# Video clip of me Deadlifting 170kg-375lb at the NIPF Championships 31st March 2012



## felix42 (Sep 14, 2013)

This is a video clip of me deadlifting 170kg-375lb in the u83kg o40s class which was a PB for me then at the Northern Ireland Powerlifting Federation Deadlft Championships on the 31st March 2012 my bodyweight was 81.2kg but I managed to lift 182.5kg - 402lb in the gym in March this year a new PB.

Felix Mc Alinden NIPF Deadlift Champion 2012 Deadlifting 170kg - YouTube


----------



## Drew83 (Sep 14, 2013)

Nice lift bro! Made it look easy.


----------



## felix42 (Sep 16, 2013)

Drew83 said:


> Nice lift bro! Made it look easy.



Thanks very much.


----------



## MuscleGauge1 (Sep 17, 2013)

================================

Condense the paragraph in the deadlift thread above that begins "This is a video clip of me deadlifting" into a short bulleted list of its main facts.

Location annotation dataset excerpts

================================

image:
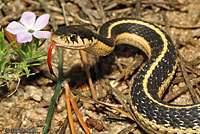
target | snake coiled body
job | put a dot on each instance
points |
(150, 112)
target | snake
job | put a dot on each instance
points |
(151, 113)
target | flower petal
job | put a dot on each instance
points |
(42, 34)
(15, 27)
(28, 19)
(41, 22)
(24, 37)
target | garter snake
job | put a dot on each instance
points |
(150, 112)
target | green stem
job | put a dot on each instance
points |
(56, 93)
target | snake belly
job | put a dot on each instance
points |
(150, 112)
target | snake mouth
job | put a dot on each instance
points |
(73, 47)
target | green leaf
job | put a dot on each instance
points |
(2, 40)
(1, 5)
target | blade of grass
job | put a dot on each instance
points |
(60, 64)
(69, 110)
(78, 115)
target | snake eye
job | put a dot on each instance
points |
(73, 37)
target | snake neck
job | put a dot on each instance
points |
(101, 46)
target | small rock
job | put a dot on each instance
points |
(33, 93)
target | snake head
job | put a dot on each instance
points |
(73, 37)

================================

## ANSWER TO THE EXERCISE:
- The video shows a 170 kg (375 lb) deadlift, a personal best at the time.
- The lift was made in the u83kg o40s class at the Northern Ireland Powerlifting Federation's deadlift championships on March 31, 2012.
- Bodyweight at the meet was 81.2 kg.
- A new personal best of 182.5 kg (402 lb) was lifted in the gym in March "this year."